The mandate made adoption numbers look better on slides. But actual value delivered? Down.

The Product-Market Fit Problem

Your point about “building what we think developers should want” is the core issue. We treated this like an infrastructure project when it’s actually a product problem.

I started doing Jobs-To-Be-Done interviews with our engineering teams. Turns out:

  • Backend engineers need fast iteration cycles and flexible database provisioning
  • ML engineers need GPU access and experiment tracking
  • Frontend engineers need preview environments and CDN control
  • Data engineers need pipeline orchestration and data lineage

Our “golden path”? Optimized for stateless microservices because that’s what we understood. It literally works well for maybe 30% of our use cases.

Measuring the Wrong Things

You nailed it with measuring platform health vs. developer outcomes. We track:

  • Platform uptime: 99.97% :white_check_mark:
  • Deployment success rate: 98.2% :white_check_mark:
  • Incident resolution time: 4.3 hours :white_check_mark:

But when we surveyed developers, our platform had the lowest NPS of any internal service. Lower than HR systems. Lower than our expense reporting tool.

Why? Because we’re measuring whether the platform works, not whether it helps developers ship faster.

The AI Urgency

Your AI point is the existential question. If AI can provision infrastructure on-demand, configure pipelines based on natural language, and debug deployment failures… what value does a centralized platform provide?

I think the answer is: platforms shift from “standardizing infrastructure” to “removing toil + enabling capabilities developers can’t get alone.” Things like:

  • Compliance guardrails that are actually helpful
  • Cross-service observability that’s hard to build yourself
  • Cost optimization at organizational scale
  • Security policies that don’t block innovation

But that requires thinking like a product team, not an infrastructure team.

What I’d Do Differently

If I could restart:

  1. Start with empathy, not standardization. Understand the jobs developers are hiring infrastructure for before building solutions.

  2. Measure developer outcomes, not platform outputs. Time from idea to production. Developer satisfaction. Toil reduction. Not deployment frequency.

■ Data records
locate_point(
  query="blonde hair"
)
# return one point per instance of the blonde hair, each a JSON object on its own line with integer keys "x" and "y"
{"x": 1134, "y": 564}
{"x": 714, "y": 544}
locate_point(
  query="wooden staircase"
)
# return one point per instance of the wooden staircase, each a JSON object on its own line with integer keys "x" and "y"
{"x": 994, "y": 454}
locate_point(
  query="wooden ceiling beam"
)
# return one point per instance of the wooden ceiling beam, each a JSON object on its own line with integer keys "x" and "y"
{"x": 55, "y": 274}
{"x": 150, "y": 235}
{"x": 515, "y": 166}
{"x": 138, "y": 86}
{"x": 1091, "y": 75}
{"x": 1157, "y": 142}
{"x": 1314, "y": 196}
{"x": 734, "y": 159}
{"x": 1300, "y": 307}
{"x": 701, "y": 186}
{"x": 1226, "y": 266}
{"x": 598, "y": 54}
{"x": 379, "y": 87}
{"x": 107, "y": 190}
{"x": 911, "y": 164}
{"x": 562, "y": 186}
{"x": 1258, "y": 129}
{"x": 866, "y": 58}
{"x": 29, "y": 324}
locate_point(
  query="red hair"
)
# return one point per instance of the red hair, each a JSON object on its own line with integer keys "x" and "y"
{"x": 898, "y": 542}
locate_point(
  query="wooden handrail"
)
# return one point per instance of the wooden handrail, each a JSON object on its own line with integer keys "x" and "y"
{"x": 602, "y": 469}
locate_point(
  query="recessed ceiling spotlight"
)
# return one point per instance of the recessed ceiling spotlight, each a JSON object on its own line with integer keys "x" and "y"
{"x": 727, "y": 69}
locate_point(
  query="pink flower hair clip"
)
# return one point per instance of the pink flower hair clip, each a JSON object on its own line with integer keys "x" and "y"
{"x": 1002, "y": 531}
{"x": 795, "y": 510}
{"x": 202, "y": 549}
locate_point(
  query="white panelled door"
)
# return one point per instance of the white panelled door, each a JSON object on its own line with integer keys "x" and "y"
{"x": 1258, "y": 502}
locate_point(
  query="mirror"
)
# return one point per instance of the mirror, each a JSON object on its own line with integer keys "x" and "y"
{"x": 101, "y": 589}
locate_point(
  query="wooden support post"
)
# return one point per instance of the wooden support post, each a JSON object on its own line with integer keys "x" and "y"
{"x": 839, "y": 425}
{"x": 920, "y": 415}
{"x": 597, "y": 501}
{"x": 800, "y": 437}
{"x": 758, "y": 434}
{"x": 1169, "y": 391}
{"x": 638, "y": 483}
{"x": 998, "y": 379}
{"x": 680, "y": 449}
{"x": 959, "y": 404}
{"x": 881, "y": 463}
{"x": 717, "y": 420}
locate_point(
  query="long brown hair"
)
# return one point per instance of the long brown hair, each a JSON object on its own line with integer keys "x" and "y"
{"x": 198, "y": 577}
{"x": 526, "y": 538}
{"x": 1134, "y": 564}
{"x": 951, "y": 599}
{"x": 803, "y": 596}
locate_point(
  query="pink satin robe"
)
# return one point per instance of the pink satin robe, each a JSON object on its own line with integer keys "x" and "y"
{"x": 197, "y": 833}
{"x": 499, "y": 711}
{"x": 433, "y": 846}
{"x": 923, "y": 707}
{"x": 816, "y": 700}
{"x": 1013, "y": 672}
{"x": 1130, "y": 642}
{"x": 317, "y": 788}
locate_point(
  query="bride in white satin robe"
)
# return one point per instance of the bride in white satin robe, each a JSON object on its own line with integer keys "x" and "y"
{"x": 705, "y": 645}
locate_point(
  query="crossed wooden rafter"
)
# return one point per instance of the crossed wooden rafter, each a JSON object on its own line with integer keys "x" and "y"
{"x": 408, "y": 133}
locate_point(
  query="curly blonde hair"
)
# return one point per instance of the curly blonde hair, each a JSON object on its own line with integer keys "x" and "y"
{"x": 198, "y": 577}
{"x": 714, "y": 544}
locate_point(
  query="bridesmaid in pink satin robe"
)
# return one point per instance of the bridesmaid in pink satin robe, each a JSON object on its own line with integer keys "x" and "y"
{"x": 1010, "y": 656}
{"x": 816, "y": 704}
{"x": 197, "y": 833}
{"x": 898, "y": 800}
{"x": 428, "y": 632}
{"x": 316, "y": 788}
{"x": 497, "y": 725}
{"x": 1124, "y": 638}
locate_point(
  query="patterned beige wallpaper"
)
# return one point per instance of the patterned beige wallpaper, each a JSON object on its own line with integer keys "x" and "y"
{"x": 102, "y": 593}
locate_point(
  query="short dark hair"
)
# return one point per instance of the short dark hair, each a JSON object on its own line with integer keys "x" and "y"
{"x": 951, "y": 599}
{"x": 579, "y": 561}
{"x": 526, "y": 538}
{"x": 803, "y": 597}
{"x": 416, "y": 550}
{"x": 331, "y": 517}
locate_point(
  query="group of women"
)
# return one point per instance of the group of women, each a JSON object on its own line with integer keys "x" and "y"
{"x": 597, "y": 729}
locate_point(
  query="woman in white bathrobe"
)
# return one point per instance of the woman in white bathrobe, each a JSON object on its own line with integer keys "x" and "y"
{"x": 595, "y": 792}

■ What you need to do
Extend the piece on the internal developer platform, picking up after its second numbered point about measuring developer outcomes.

■ Response to this exercise
  3. Treat adoption failure as product failure, not marketing failure. 22% adoption means we built the wrong thing, not that developers need more training.

  4. Design for multiple paths, not one golden path. Backend engineers and ML engineers don’t have the same needs. Stop pretending they do.

The hardest part? Getting leadership to admit that low adoption is a us problem, not a them problem. Developers aren’t resisting because they’re stubborn. They’re resisting because we’re solving problems they don’t have.

The phrase “building first, selling second” immediately made me think: we’re treating platforms like infrastructure when we should treat them like products.

The Product Blindspot

Platform teams talk about “internal customers” but operate like infrastructure teams. Here’s the tell:

  • Infrastructure mindset: “We built a self-service deployment system with 47 capabilities.”
  • Product mindset: “We reduced time-to-production from 3 days to 2 hours for backend teams.”

Same platform. Completely different framing. One describes what we built. The other describes the job we’re doing for developers.

Your 35% adoption is actually worse than most failed SaaS products (which typically die around 20-30% retention). If this were an external product, you’d be pivoting or shutting down. But because it’s internal, we call it a “change management challenge.”

Jobs-To-Be-Done for Platforms

I’ve been applying JTBD framework to platform adoption, and it’s revealing:

The platform’s job isn’t to “standardize infrastructure” or “provide self-service tools.”

The platform’s job is to make infrastructure disappear so developers can focus on building features.

When you frame it that way, 47 capabilities sounds like feature bloat. Did you validate that developers actually need 47 things, or did you build what seemed technically interesting?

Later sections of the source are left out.